**LISTED RECORDS**
□ □ □ □

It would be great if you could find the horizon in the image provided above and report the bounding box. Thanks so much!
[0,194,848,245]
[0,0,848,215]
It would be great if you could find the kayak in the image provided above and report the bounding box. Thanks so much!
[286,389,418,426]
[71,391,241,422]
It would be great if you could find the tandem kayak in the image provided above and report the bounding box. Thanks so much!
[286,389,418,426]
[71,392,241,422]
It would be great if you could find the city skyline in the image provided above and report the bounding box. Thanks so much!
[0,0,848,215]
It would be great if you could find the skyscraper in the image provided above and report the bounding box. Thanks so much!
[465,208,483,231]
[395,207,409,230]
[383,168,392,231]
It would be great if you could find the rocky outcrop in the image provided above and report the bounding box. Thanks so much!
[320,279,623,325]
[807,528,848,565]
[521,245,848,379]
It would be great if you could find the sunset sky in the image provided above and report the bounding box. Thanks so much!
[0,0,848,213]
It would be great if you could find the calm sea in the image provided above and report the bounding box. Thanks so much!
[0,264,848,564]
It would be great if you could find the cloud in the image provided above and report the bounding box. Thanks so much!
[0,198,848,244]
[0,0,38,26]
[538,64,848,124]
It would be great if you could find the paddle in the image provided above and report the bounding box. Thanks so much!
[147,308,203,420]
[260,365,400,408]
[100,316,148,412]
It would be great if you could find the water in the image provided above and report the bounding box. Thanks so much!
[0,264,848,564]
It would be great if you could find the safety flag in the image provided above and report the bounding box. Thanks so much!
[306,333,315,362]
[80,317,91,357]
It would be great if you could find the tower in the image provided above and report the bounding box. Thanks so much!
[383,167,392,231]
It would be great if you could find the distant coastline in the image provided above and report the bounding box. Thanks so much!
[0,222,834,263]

□ □ □ □

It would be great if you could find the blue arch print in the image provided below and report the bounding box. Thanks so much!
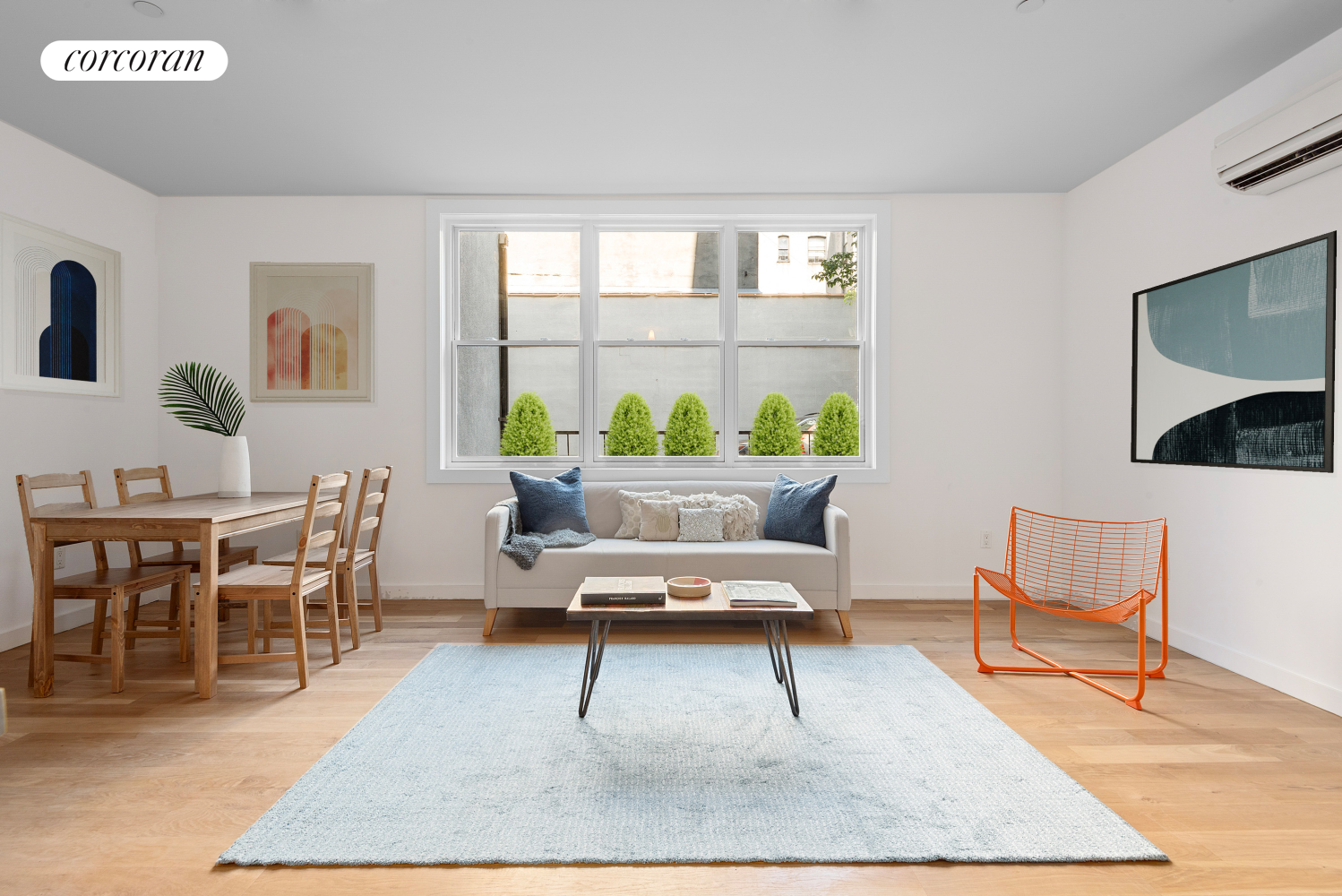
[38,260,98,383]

□ □ □ □

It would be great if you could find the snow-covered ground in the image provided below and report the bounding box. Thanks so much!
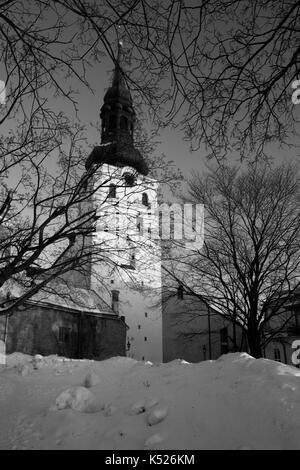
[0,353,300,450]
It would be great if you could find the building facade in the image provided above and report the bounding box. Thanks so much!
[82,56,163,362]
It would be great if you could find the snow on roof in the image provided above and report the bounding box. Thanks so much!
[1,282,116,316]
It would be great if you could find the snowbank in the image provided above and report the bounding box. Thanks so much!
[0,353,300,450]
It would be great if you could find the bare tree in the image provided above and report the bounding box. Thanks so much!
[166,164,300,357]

□ □ □ □

**EXERCISE DESCRIPTION**
Rewrite as a numbered list, omitting any blank lines, the lines starting at the one that contains "It would be great if you could find the bare" and ending at the one that contains "[166,164,300,357]".

**SOLVED EXERCISE**
1. It would be great if you could find the bare tree in the image provided above and report the bounding box. Thanks so much!
2. [166,164,300,357]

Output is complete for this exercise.